* **Problems to work on**
**A)** In the eating disorder post, how did Sara share her perspective?
**B)** Rewrite everything in the eating disorder post from "Life With An" down to "to her sister.", replacing "testimonies" with "stories".
**C)** According to the eating disorder post, why does it become harder to stay rooted to a friend or loved one as the eating disorder sets in?

Tuesday, April 30, 2013

Life With An Eating Disorder: The Challenge To Stay

Last week we heard personal testimonies. Yesterday kicked off family member and friend testimonies and Sara shared her perspective via a letter written to her sister.

I had to rearrange a little this week as a few who were scheduled to guest post decided to pull out, due to concerns with confidentiality and privacy for their loved one. I completely understand and support their decision. In the spirit of our series I decided to write a little something for today. I know what you all are thinking, "You are the one with the ED history, and this week is about hearing from family and friends." True. Very true. But I thought long and hard over the last few days and I think, despite this little discrepancy, I can share from my heart and shed some light on how to stay connected with a loved one, or a friend who is struggling with an eating disorder, when the easier option would be to walk away. Because several people did this for me. I am eternally grateful.

. . .

The Challenge To Stay  

Staying connected to a friend or family member who has an ED is hard. Eating Disorders have a way of pulling the person farther and farther away from their world. Thus, the more the eating disorder sets in, the harder it is to stay rooted to your friend or loved one. This is so challenging on many levels. As one who cares and feels genuine concern, the last thing you want to do is pull away out of frustration. But how do you stay connected when (it feels like) you're the only one willing to do the work?

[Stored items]
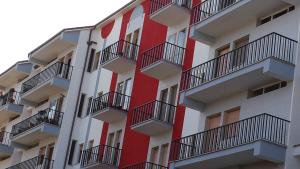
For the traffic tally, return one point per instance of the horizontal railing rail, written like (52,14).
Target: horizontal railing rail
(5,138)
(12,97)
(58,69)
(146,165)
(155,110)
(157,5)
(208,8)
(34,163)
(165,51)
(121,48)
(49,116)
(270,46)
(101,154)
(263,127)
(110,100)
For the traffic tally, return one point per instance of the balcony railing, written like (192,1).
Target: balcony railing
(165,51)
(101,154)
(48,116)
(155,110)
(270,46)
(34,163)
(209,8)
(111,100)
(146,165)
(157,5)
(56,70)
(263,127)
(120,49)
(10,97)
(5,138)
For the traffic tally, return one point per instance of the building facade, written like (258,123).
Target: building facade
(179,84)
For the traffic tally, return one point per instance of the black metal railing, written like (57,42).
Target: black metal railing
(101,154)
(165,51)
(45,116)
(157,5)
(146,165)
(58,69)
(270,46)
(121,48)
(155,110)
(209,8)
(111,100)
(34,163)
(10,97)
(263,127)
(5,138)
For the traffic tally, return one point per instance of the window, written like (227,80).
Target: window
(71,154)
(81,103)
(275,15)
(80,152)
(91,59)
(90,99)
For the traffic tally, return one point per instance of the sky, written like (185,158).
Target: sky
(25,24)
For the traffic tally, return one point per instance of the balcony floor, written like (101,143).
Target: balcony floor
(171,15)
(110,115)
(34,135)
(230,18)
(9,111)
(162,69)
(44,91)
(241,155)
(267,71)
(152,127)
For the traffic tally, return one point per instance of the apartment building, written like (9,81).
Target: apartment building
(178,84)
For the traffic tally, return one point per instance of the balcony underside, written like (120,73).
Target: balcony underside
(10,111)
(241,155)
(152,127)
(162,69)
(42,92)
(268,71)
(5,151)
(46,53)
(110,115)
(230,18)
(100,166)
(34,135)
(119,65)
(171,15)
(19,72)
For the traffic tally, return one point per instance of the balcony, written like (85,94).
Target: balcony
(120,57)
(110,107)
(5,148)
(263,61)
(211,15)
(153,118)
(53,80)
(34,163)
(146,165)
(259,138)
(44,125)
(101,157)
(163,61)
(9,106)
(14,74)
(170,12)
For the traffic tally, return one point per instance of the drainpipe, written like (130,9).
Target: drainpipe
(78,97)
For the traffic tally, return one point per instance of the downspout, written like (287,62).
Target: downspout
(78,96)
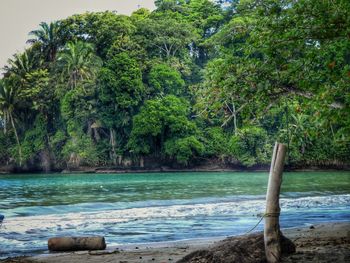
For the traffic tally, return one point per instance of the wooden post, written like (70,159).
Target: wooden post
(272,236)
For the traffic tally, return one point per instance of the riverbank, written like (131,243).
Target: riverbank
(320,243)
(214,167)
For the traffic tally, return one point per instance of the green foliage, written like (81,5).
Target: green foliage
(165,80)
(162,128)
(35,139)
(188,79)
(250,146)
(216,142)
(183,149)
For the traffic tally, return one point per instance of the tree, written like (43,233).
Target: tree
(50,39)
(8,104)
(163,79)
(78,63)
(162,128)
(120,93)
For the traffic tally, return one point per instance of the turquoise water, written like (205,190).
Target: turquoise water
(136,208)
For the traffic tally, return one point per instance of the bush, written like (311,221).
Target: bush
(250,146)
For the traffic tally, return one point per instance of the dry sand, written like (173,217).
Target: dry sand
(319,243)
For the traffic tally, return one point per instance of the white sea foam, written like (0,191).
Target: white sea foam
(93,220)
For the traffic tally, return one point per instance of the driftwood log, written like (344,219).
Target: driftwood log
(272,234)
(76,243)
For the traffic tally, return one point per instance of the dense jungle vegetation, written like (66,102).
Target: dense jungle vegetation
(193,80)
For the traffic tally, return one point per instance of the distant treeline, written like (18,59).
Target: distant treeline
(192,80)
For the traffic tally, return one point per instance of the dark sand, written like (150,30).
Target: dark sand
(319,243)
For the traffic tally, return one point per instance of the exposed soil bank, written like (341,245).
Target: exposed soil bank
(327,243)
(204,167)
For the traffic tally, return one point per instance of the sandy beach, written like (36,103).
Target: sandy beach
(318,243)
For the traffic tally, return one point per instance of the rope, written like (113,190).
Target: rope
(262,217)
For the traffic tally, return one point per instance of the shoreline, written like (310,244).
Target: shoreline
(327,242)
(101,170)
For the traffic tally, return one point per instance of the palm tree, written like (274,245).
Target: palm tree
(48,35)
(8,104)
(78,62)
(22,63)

* **Your responses**
**A)** Sara shared her perspective through a letter written to her sister.

**B)**
Life With An Eating Disorder: The Challenge To Stay

Last week we heard personal stories. Yesterday kicked off family member and friend stories and Sara shared her perspective via a letter written to her sister.

**C)** Eating disorders pull the person farther and farther away from their world. So the more the eating disorder sets in, the harder it is to stay connected to that person.